Extract provided =
--- begin ---

# Forum Home Renovation Plastering  Gap filler for fibro walls

## snowyskiesau

Current project is to paint the back part of the house. It's fibro sheet with either fibro or timber strips over the sheet joins. Most of the timber ones are warped and no longer provide a waterproof seal. 
I was thinking of removing these joint covers and filling in the gap with some suitable weatherproof filler as I'm planning to use a textured paint (Dulux Tuscan or similar) 
Is there a recommended filler to use in this case? Or is it recommended not to remove the cover strips?

----------


## Bleedin Thumb

Yes I think Shelleys  make a fiber sheet jointing compound that is sold in cartridges- basically I think its similar to that grey adhesive/ mastic stuff called fullerprene (sp?).

----------


## Slobba

> Is there a recommended filler to use in this case? Or is it recommended not to remove the cover strips?

  i would'nt use any fillers, as all fillers crack, replace the cover stripes would be better.
depending on the size of the gapes between the cement sheets...you can buy plastic PVC strips that go in between cement sheeting..that might be an option for you..cheaper than timber

----------


## Dirty Doogie

Before deciding on the texture coating it may be best to check the condition of the existing paintwork by puttting some masking tape on it - allow a day then rip the tape off. If any paint comes off with it the texture coat is likely to peel. If the existing paint is powdery it needs treatment before texture coating.

--- end ---

Set tasks =
1. In the fibro wall thread, what is stuck onto the existing paintwork to check its condition before texture coating?
2. Please write what comes next in the fibro wall thread, picking up after its final reply.

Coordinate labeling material
--- begin ---

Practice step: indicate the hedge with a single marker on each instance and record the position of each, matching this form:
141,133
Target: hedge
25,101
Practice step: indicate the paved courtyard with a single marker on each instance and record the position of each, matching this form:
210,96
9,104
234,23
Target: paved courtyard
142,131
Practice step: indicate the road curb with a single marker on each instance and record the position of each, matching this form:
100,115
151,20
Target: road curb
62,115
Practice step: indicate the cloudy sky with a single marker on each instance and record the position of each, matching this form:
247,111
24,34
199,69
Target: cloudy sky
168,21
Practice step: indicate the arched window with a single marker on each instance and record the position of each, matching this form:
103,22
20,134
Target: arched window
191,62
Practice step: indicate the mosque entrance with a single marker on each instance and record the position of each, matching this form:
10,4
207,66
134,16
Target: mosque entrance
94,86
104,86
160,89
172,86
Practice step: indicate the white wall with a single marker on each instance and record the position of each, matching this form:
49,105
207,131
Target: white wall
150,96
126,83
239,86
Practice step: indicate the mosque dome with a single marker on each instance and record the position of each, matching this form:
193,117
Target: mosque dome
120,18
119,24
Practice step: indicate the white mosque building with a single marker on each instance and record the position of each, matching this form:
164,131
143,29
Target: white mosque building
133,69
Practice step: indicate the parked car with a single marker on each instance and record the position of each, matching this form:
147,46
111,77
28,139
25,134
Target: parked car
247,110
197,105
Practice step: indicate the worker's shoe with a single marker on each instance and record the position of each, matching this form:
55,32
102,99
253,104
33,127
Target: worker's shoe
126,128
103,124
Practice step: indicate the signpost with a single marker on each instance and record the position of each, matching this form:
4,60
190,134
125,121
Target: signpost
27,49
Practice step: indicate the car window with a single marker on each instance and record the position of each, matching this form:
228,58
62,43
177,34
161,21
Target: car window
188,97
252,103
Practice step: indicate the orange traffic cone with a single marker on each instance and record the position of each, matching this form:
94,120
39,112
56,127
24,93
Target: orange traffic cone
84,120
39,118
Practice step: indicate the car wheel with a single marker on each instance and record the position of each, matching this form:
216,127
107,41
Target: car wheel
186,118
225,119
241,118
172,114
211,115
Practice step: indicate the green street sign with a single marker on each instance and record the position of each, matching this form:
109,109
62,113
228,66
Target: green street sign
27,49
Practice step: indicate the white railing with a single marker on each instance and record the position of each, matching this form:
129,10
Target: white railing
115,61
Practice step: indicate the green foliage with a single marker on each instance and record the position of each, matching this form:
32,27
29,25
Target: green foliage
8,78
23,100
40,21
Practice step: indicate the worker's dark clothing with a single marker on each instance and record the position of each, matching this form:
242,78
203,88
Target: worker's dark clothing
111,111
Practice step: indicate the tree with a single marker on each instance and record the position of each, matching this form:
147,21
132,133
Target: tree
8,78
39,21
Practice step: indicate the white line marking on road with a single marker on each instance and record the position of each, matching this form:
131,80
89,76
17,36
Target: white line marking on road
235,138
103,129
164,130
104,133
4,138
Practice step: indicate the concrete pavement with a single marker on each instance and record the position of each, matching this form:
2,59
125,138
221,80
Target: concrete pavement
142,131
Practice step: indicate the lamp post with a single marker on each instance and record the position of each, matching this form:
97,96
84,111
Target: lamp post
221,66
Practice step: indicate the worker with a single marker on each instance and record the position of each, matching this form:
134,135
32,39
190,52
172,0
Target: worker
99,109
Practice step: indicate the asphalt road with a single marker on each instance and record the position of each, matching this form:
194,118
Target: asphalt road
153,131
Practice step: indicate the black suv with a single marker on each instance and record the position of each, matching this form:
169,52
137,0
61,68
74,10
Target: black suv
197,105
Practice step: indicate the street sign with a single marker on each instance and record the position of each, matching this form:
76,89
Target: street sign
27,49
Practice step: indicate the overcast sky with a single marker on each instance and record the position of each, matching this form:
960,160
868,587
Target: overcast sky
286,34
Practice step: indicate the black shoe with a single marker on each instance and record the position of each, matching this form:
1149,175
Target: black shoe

--- end ---

Responses by task =
1. Masking tape, left for a day and then ripped off.

2.
As for the gaps under the cover battens - James Hardie make a gap sealant which is recommended and can be texture coated over. You may discover that the jionts between the sheet look really crappy if they arent finished off smoothly. You may also find in places that there are bits of metal flashing hanging out between sheets and also that some of the gaps are very large. 
If I was doing the job I would consider taking the battens off - texture coating the walls then gluing prepainted timber battens back with polyurethane flexible sealant. Bear in mind that the color of the textue coat will always look different to the same color on the battens due to the way light is reflected from the surfaces.  
A little bit of experimentation may be needed to find what works. Plastic strips, as suggested , stuck down with polyurethane and textured over may be the go also. 
These sorts of jobs sound very simple and easy but can easily become complicated (having done this sort of thing dozens of times) - eg the corners may have  very large gaps where the sheets come together - or even worse - you may find that when the timber battens are taken off that sheet edges are no longer nailled.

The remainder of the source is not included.